Uruguay, los Estados Unidos y el ascenso del peronismo

Carolina Cerrano

Fernando López D Alesandro

28/09/2014

La documentación desclasificada del archivo del Ministerio de Relaciones Exteriores de Uruguay ofrece otras perspectivas y miradas del vínculo con Argentina en el nacimiento del peronismo. Los temores uruguayos, las intenciones de Estados Unidos y la política exterior de Buenos Aires tuvieron una cara oculta en la diplomacia secreta donde las presiones sobre el Uruguay por parte del Departamento de Estado fueron una de las claves en la compleja relación de Washington con el peronismo.

El golpe de Estado del 4 de junio de 1943 alarmó a la dirigencia uruguaya. Con la excepción de Luis Alberto de Herrera ningún partido ni mucho menos el gobierno aceptó la dictadura. Uruguay y casi todo el hemisferio vieron que Argentina tenía un gobierno pro nazi, que amparaba a Alemania y que había comenzado a ejecutar políticas sociales promovidas por el coronel Perón. La imagen “pro eje” era potenciada por la permanente propaganda norteamericana. En consecuencia las intenciones fascistas inevitablemente se traducirían en expansionistas y la posibilidad de que Uruguay fuera fagocitado por su vecino alarmó a todos.

Uruguay había trazado claramente su política internacional frente a la guerra durante el gobierno de Alfredo Baldomir, alineándose con los aliados y desde 1941 con los Estados Unidos. Ubicado en un punto geopolítico clave, Uruguay será el ariete de los Estados Unidos en la zona, con el agregado de que por ser de las pocas democracias de América Latina en el aquél entonces, tenía un capital moral y político nada desdeñable. Sin embargo, las cosas no serían tan sencillas, especialmente durante el ministerio de José Serrato.

Datos proporcionados:

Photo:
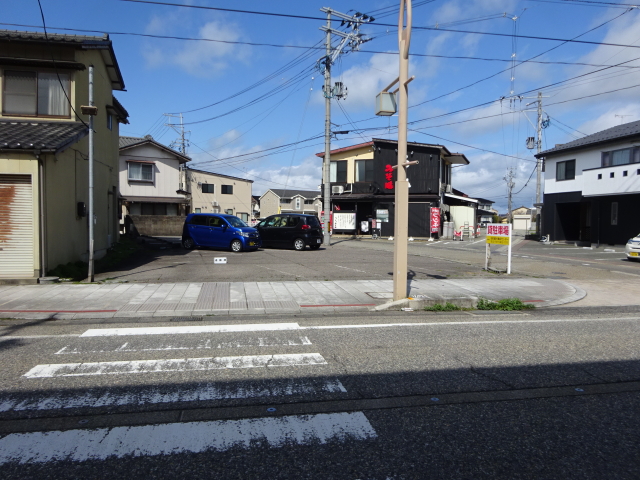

Solicitud A: Repite textualmente el tramo del texto sobre Uruguay y el peronismo que va desde "La documentación desclasificada" hasta "con el peronismo.".
Solicitud B: Enumera todos los países que se nombran en el texto sobre Uruguay y el peronismo.
Los datos no tienen relación con el texto sobre Uruguay y el peronismo.

Resultado A:
La documentación desclasificada del archivo del Ministerio de Relaciones Exteriores de Uruguay ofrece otras perspectivas y miradas del vínculo con Argentina en el nacimiento del peronismo. Los temores uruguayos, las intenciones de Estados Unidos y la política exterior de Buenos Aires tuvieron una cara oculta en la diplomacia secreta donde las presiones sobre el Uruguay por parte del Departamento de Estado fueron una de las claves en la compleja relación de Washington con el peronismo.

Resultado B: Uruguay, Estados Unidos, Argentina, Alemania